* [Source]
## Start

Grace Greater Than Our Sin

The following is from “Open Your Hymnal Again: More Devotions that Harmonize Scripture with Song”.  By Denise Loock – A freelance writer.

 

The grace of our Lord was poured out on me abundantly, along with the faith and love that are in Christ Jesus. I Timothy 1:14

 

“Do you remember using the phrase “very, very” as a child to describe the magnitude of something?  A “very, very big dog”, perhaps?  Or at the conclusion of a school essay did you ever write, “the very, very end”?

 

I used the phrase often until one of my teachers declared war on my “very” habit.  “One very is enough,” she wrote on my papers and drew blood red lines through the extra ones.  After that, I stopped including the extra very’s in my stories, but mentally I still used them.  In certain situations Paul used a Greek version of “very, very” in I Timothy 1:14.  He was reflecting on his life before Jesus confronted him on the road to Damascus.  Paul said, “I was once a blasphemer and a persecutor and a violent man” (v.13).  But he added, “the grace of our Lord was poured out on me abundantly” (v.14).  In the Greek “abundantly” is hyperpleonazo, which literally means “abundantly abundant.” That’s the reason the KJV uses “exceeding abundant” and the ASV uses “abounded exceedingly” in this verse.  For Paul, one abundant just wasn’t enough to describe the grace that God had poured out on him, the self-acknowledged “chief of sinners” (v.15).

## End

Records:
## Start

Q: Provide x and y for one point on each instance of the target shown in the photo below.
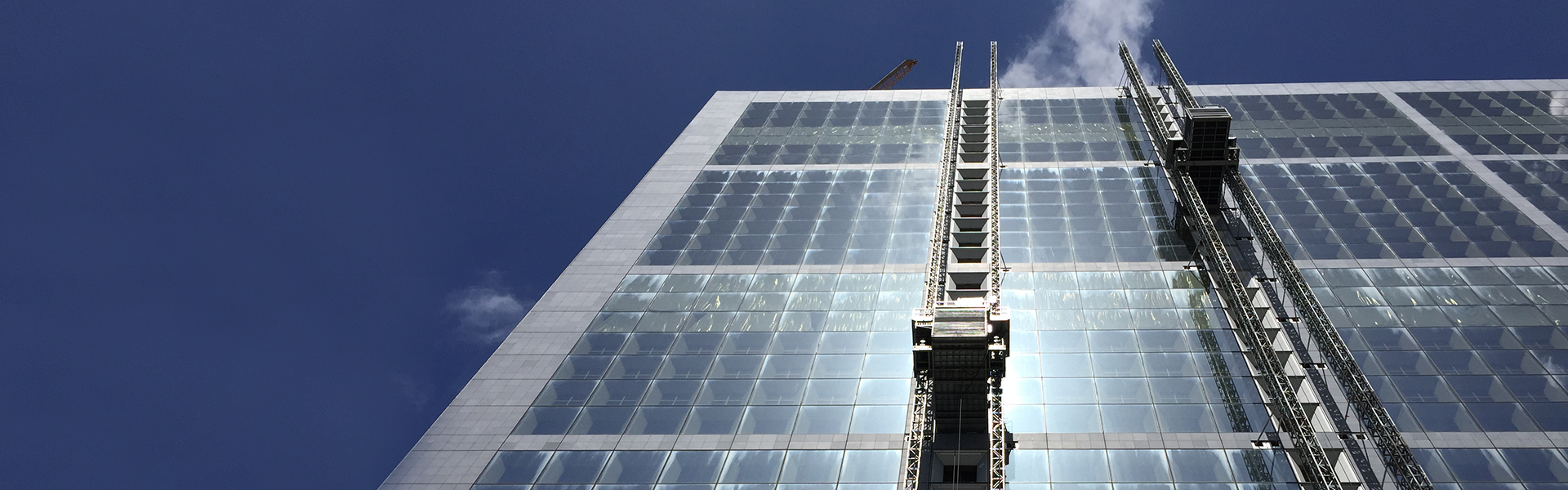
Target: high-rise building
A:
(751, 316)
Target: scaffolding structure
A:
(1203, 165)
(961, 330)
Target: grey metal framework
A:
(961, 330)
(1203, 146)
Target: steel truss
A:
(1316, 470)
(1374, 418)
(961, 328)
(1313, 462)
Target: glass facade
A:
(751, 328)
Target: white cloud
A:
(1079, 44)
(487, 311)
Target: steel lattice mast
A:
(961, 330)
(1203, 161)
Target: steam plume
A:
(1079, 46)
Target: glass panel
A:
(513, 467)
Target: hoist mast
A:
(1203, 163)
(961, 330)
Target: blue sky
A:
(262, 244)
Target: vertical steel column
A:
(996, 430)
(921, 423)
(1374, 418)
(1314, 466)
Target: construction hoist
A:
(1201, 159)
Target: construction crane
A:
(1203, 161)
(896, 74)
(960, 332)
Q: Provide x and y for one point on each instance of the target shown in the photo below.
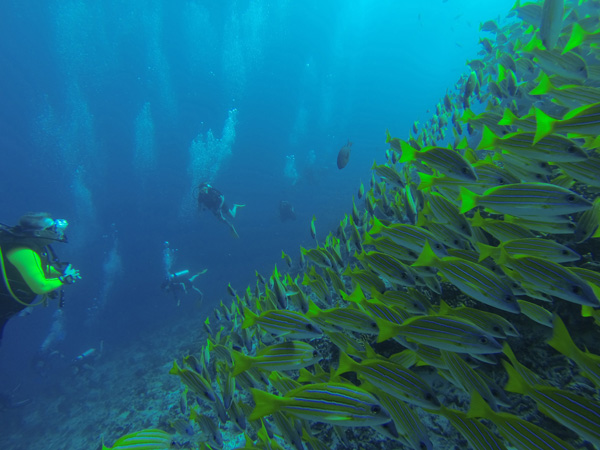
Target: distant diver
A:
(210, 198)
(181, 283)
(344, 155)
(286, 211)
(29, 266)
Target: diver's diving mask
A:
(59, 227)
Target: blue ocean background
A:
(112, 111)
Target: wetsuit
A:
(212, 199)
(27, 273)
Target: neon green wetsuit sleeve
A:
(28, 263)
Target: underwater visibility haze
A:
(304, 225)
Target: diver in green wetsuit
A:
(28, 266)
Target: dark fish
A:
(344, 155)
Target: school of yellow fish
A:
(394, 331)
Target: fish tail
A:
(468, 200)
(578, 35)
(486, 251)
(427, 258)
(488, 139)
(427, 181)
(265, 404)
(249, 318)
(376, 226)
(175, 370)
(561, 339)
(508, 117)
(544, 125)
(408, 153)
(544, 85)
(241, 362)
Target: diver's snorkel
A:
(181, 273)
(84, 355)
(60, 225)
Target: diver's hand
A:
(70, 275)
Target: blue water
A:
(100, 103)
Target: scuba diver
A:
(28, 265)
(286, 211)
(211, 199)
(178, 283)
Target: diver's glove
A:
(70, 275)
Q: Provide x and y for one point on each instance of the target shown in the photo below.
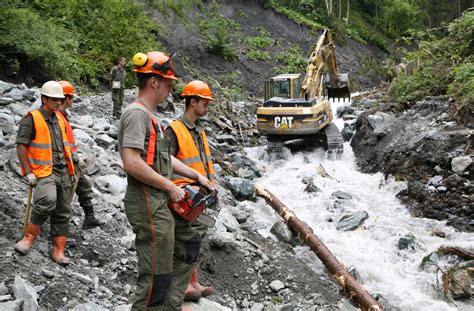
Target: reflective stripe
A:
(40, 146)
(40, 162)
(191, 160)
(175, 176)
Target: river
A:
(372, 248)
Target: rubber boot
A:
(58, 250)
(24, 246)
(191, 294)
(90, 221)
(205, 291)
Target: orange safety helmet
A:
(197, 88)
(68, 89)
(155, 62)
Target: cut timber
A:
(353, 289)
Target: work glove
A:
(31, 179)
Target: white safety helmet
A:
(52, 89)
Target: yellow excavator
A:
(294, 110)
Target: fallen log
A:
(352, 288)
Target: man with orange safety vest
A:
(165, 249)
(188, 143)
(82, 187)
(46, 161)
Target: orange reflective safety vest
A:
(189, 154)
(40, 149)
(69, 134)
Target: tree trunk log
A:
(353, 289)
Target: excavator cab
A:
(339, 90)
(299, 109)
(284, 86)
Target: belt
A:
(59, 166)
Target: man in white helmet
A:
(46, 162)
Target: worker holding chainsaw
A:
(189, 144)
(46, 162)
(163, 274)
(83, 186)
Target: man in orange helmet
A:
(82, 187)
(117, 84)
(188, 143)
(162, 272)
(46, 161)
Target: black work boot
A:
(90, 221)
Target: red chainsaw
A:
(195, 201)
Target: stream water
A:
(372, 248)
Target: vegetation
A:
(293, 60)
(445, 65)
(75, 40)
(218, 33)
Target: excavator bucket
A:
(339, 92)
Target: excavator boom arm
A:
(323, 58)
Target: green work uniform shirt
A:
(118, 74)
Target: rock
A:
(90, 306)
(311, 188)
(276, 285)
(460, 164)
(375, 121)
(47, 273)
(7, 123)
(283, 233)
(100, 124)
(25, 292)
(435, 181)
(241, 216)
(13, 162)
(84, 137)
(257, 307)
(367, 103)
(343, 110)
(355, 274)
(229, 221)
(5, 87)
(105, 140)
(3, 288)
(406, 241)
(242, 189)
(352, 221)
(442, 189)
(5, 298)
(82, 278)
(438, 232)
(221, 239)
(204, 304)
(307, 179)
(112, 184)
(226, 139)
(5, 101)
(461, 281)
(128, 241)
(341, 195)
(347, 132)
(12, 305)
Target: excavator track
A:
(335, 142)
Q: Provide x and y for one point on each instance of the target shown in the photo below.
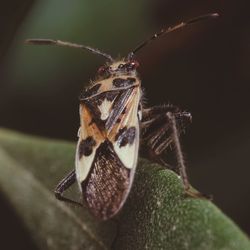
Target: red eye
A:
(135, 64)
(102, 70)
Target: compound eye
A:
(102, 70)
(121, 66)
(135, 64)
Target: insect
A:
(113, 122)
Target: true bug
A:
(113, 123)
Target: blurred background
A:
(203, 68)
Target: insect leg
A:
(161, 127)
(157, 130)
(63, 185)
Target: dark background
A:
(203, 68)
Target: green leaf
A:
(157, 214)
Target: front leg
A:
(63, 185)
(161, 127)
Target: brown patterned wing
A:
(108, 183)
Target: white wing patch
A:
(83, 164)
(128, 153)
(126, 145)
(105, 108)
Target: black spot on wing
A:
(107, 185)
(91, 91)
(86, 146)
(120, 82)
(126, 136)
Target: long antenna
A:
(170, 29)
(67, 44)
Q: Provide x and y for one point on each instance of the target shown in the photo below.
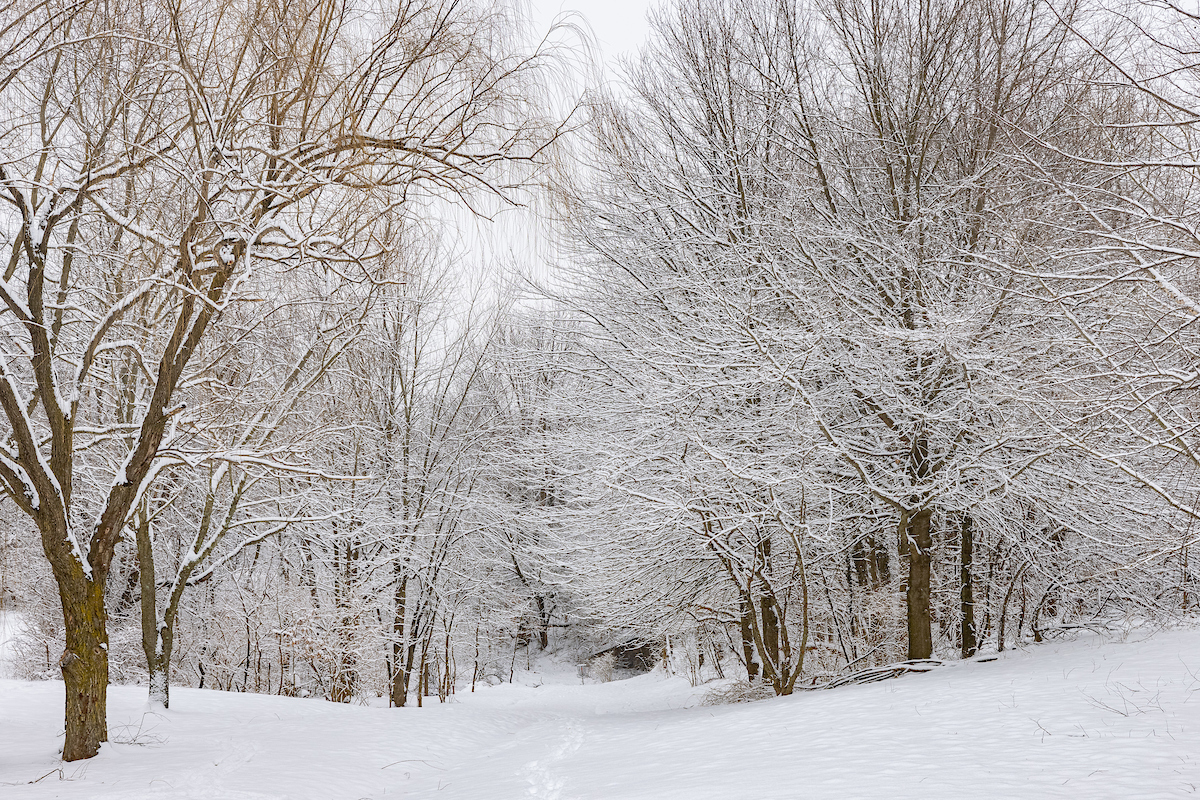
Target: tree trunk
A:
(84, 667)
(919, 545)
(748, 647)
(970, 643)
(399, 690)
(155, 632)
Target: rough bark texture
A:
(84, 667)
(966, 593)
(400, 671)
(921, 642)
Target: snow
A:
(11, 626)
(1084, 719)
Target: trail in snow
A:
(1085, 719)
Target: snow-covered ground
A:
(1084, 719)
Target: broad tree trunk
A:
(921, 542)
(84, 667)
(966, 594)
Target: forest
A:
(370, 349)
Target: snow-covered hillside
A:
(1084, 719)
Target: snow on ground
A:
(1084, 719)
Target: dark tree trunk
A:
(919, 545)
(84, 667)
(966, 594)
(400, 671)
(748, 647)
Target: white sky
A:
(619, 25)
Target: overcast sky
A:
(619, 25)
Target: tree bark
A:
(966, 594)
(84, 667)
(921, 641)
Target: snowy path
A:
(1072, 720)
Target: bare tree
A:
(156, 156)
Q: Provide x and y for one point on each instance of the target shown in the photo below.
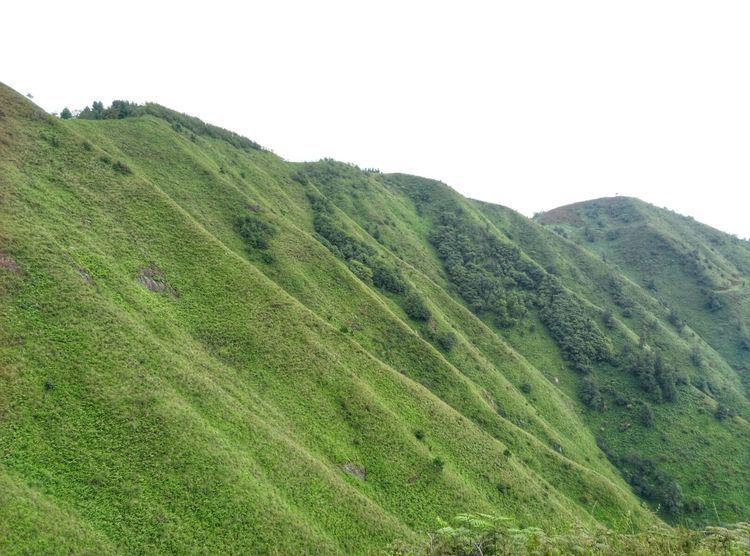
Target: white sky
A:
(529, 104)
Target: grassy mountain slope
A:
(206, 348)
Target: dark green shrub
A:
(415, 307)
(590, 394)
(254, 231)
(122, 168)
(647, 415)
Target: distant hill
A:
(206, 348)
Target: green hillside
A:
(205, 348)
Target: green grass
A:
(223, 412)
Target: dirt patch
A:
(354, 470)
(7, 262)
(153, 279)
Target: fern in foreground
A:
(488, 535)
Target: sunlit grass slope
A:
(205, 348)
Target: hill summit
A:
(206, 348)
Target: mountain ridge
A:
(232, 271)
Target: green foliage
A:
(486, 271)
(255, 232)
(489, 535)
(722, 412)
(120, 109)
(590, 394)
(578, 336)
(121, 167)
(714, 303)
(647, 415)
(653, 374)
(369, 264)
(415, 307)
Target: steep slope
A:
(165, 387)
(204, 347)
(693, 279)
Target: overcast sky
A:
(527, 104)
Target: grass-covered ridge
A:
(207, 348)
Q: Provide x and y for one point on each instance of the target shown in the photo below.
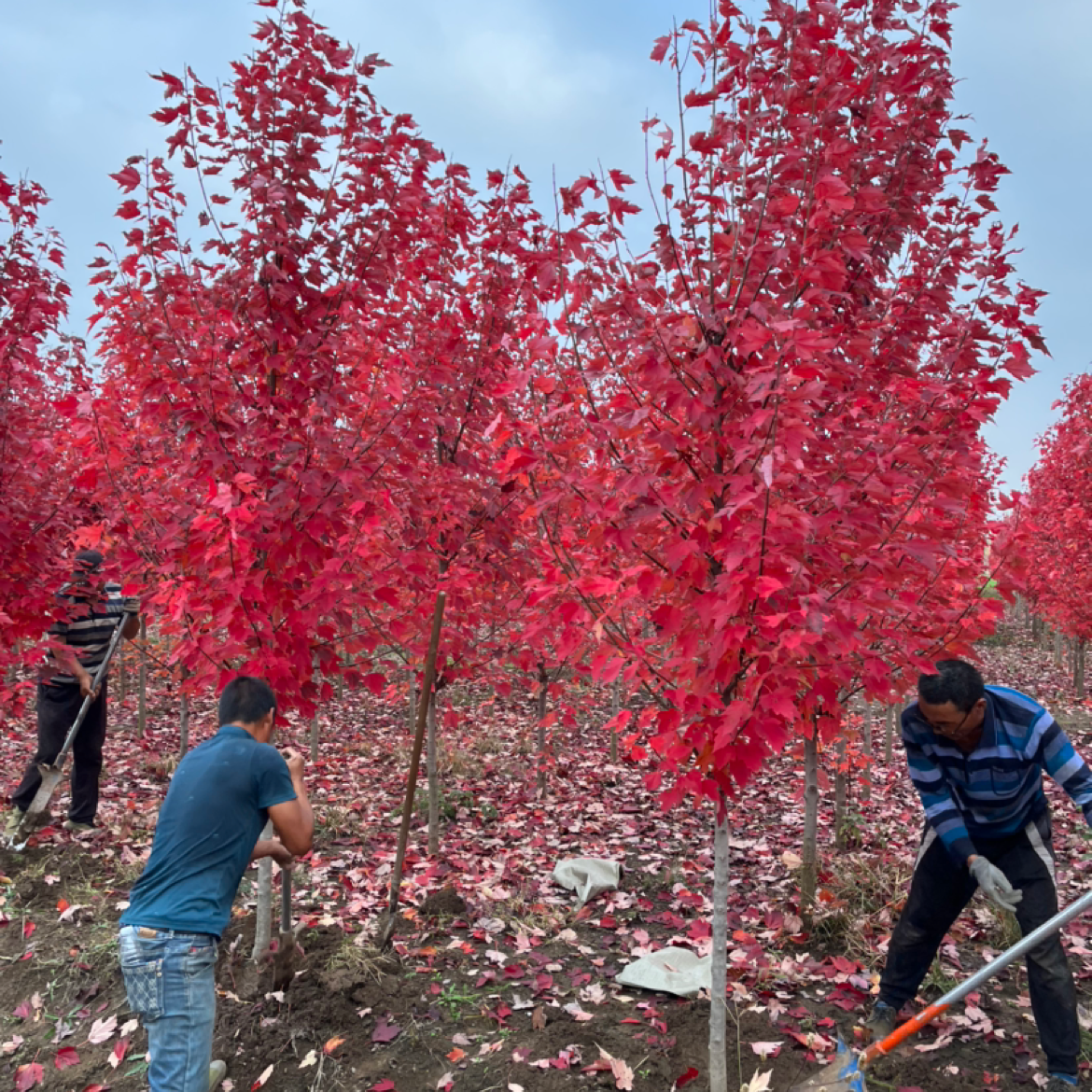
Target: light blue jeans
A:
(172, 987)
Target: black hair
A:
(245, 700)
(957, 681)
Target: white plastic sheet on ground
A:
(588, 875)
(669, 971)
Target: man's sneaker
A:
(1058, 1084)
(881, 1021)
(217, 1071)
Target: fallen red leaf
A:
(27, 1076)
(66, 1056)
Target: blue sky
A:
(554, 87)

## End

* [What the task asks] According to the devotional on grace, what does the Greek word hyperpleonazo literally mean?

* [Exercise output] It literally means "abundantly abundant."